• Work request 1
In the text on personal injury depositions, what simple identifying questions come at the start of a deposition? List them.
• Work request 2
According to the text on personal injury depositions, why is "the knee-jerk response" a mistake? Answer in one to three sentences.
• Work request 3
In the text on personal injury depositions, what does the question "are you a good employee?" ask for?

• Extract to read
You’ve been told how important it is to stay calm in your deposition sessions, but it’s almost impossible for you to follow that advice. So much is riding on what you say, and you’ve never been in this situation before. How can you be sure not to make a mistake that will cost you for the rest of your life?

5 Mistakes to Avoid As You Prepare for a Personal Injury Deposition

Unfortunately, many people in this situation let their nervousness get the best of them. They just want to get the deposition over with—answering questions quickly, and trusting that the judge and jury will believe them when it is time to go to trial. While there are many mistakes that you could make during your deposition, the biggest blunders are quite easy to avoid. For instance:

  • The knee-jerk response. At the beginning of your deposition, you will be asked simple identifying questions such as your name, address, date of birth. However, the questions may change from simple to complex without warning, prompting many deponents to confidently give inaccurate answers. An example: the attorney follows “how long have you worked at your company?” with “are you a good employee?” The first question asks for a fact; the latter asks for your opinion.

Saved entries
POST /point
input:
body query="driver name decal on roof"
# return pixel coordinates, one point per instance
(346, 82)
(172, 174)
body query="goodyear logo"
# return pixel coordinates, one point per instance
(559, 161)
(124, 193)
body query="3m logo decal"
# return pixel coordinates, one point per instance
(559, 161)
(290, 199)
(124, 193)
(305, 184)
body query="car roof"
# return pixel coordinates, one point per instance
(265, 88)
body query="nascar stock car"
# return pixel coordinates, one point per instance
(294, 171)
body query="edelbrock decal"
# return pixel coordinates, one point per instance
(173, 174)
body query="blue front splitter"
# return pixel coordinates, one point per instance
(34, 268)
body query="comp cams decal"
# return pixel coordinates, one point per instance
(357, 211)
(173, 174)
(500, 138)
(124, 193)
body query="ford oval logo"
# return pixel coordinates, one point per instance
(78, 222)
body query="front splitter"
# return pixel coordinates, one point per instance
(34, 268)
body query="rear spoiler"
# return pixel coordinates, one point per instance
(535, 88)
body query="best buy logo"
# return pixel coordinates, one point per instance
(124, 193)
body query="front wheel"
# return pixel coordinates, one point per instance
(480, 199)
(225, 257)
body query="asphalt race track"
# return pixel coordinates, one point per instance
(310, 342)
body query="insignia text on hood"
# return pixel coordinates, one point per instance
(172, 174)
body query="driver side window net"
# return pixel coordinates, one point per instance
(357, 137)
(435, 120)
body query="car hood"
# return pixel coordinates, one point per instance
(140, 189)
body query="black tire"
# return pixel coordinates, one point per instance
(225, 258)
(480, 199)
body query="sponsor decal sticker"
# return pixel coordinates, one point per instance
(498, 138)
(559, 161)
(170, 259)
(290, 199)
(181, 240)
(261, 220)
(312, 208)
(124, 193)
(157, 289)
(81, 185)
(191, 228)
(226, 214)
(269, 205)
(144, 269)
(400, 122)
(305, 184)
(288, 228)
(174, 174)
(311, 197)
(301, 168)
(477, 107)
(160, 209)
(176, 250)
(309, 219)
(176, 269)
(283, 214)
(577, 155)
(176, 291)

• Task response 1
Name, address, date of birth

• Task response 2
The questions can shift from simple to complex without warning. That shift leads many deponents to give inaccurate answers with confidence.

• Task response 3
It asks for your opinion.